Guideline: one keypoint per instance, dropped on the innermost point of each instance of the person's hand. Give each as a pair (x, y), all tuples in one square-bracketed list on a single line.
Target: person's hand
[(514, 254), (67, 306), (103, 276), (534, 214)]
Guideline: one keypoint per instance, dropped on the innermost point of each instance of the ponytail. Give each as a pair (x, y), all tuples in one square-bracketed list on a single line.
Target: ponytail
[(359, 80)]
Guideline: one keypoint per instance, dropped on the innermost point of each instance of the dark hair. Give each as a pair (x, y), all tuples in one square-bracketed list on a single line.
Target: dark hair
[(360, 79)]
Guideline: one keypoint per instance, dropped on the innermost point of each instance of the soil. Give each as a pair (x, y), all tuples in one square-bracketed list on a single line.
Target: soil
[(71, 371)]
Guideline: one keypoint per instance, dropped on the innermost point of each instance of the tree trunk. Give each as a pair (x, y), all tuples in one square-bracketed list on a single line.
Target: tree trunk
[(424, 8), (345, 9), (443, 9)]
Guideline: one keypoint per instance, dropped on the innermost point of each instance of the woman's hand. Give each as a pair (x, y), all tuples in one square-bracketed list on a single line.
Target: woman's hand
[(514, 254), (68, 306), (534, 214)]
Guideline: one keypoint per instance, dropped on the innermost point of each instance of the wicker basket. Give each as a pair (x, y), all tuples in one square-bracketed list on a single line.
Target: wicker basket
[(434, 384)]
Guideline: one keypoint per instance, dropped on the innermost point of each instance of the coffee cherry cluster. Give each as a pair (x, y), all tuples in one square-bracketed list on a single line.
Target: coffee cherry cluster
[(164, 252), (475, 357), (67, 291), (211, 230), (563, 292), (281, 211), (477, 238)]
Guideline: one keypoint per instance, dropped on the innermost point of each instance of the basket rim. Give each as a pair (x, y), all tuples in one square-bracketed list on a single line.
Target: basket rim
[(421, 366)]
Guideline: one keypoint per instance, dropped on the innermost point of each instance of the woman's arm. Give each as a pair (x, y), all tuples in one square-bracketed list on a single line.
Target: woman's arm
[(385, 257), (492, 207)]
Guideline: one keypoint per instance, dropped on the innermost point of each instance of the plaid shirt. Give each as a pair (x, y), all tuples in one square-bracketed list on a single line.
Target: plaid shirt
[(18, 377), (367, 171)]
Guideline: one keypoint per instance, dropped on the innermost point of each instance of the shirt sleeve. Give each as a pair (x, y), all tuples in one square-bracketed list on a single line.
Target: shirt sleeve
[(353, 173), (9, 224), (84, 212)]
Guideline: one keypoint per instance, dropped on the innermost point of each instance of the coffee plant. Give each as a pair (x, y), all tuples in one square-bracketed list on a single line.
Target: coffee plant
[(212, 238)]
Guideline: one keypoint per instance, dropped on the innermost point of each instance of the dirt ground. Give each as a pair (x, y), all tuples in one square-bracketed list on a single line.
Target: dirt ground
────────────────────────────────────────
**Written problem:** Lay out the lines above as a Markdown table with the columns "Row" and "Line". Number each line in the first column, and leave out blank lines.

**Answer below:**
| Row | Line |
|---|---|
| 1 | Guideline: one keypoint per instance, dropped on the innermost point of each instance of the person's hand. Give each as a pair (x, y), all tuples in one square-bracketed list on a single line. |
| 2 | Target: person's hand |
| 3 | [(514, 254), (67, 306), (103, 276), (534, 214)] |
| 4 | Guideline: one keypoint per instance, dropped on the innermost point of each instance of the ponytail. Give each as a pair (x, y), all tuples in one square-bracketed list on a single line. |
| 5 | Target: ponytail |
| 6 | [(359, 80)] |
| 7 | Guideline: one keypoint per instance, dropped on the innermost point of each instance of the dark hair. Give each as a pair (x, y), all tuples in one square-bracketed list on a single line. |
| 8 | Target: dark hair |
| 9 | [(360, 79)] |
| 10 | Guideline: one keypoint per instance, dropped on the innermost point of each instance of the soil. Give each as a pair (x, y), all tuples in one square-bracketed list on a single line. |
| 11 | Target: soil |
| 12 | [(71, 371)] |
| 13 | Guideline: one keypoint per instance, dropped on the innermost point of each instance of the tree trunk. Give each as a pair (x, y), all tuples in one square-bracketed list on a single line. |
| 14 | Target: tree trunk |
| 15 | [(424, 8), (345, 9), (443, 9)] |
| 16 | Guideline: one keypoint per instance, dropped on the innermost point of each instance of the woman's hand. Give each as a pair (x, y), all tuples in one square-bracketed list on a single line. |
| 17 | Target: woman's hand |
| 18 | [(514, 254), (68, 306), (534, 214)] |
| 19 | Guideline: one keypoint per instance, dropped on the innermost point of each instance of the wicker basket. Give each as a pair (x, y), all tuples in one square-bracketed list on a single line. |
| 20 | Target: wicker basket |
| 21 | [(434, 384)] |
| 22 | Guideline: one keypoint per instance, dropped on the innermost point of each instance of the coffee cherry cluster. Give each as a pair (x, y), all tuples in one square-bracketed list on a single line. |
| 23 | Target: coffee cherry cluster |
| 24 | [(164, 252), (475, 357), (67, 291), (211, 230), (563, 292), (281, 211), (477, 238)] |
| 25 | Guideline: one keypoint per instance, dropped on the innermost point of each instance of the basket rim. Give each as a pair (x, y), all tuples in one square-bracketed list on a single line. |
| 26 | Target: basket rim |
| 27 | [(421, 366)] |
| 28 | Guideline: one keypoint per instance, dropped on the innermost point of each instance of the woman's arm. Give each as a pair (x, y), all tuples in one square-bracketed list on a single line. |
| 29 | Target: woman's arm |
| 30 | [(385, 257), (492, 207)] |
| 31 | Guideline: one keypoint per instance, dropped on the innermost point of each instance of the plaid shirt. Give each as a pair (x, y), all tuples in one square-bracketed list on a single line. |
| 32 | Target: plaid shirt |
| 33 | [(18, 377), (367, 171)] |
| 34 | Guideline: one keypoint per instance, dropped on the innermost point of each instance of the shirt sleeve. Give each as a pair (x, y), all tuples in one square-bracketed list on a single line. |
| 35 | Target: shirt sleeve |
| 36 | [(353, 173), (9, 224), (84, 212)] |
| 37 | Guideline: one keypoint per instance, dropped on the innermost point of each instance of the coffee plant. Give each as a pair (x, y), all tuples in one square-bracketed list on a single line. |
| 38 | Target: coffee plant |
| 39 | [(212, 238)] |
| 40 | Guideline: one keypoint per instance, dropped on the innermost point of each instance of the dirt ground. Give each as a pair (x, y), all tuples in one square-bracketed list on a single line. |
| 41 | Target: dirt ground |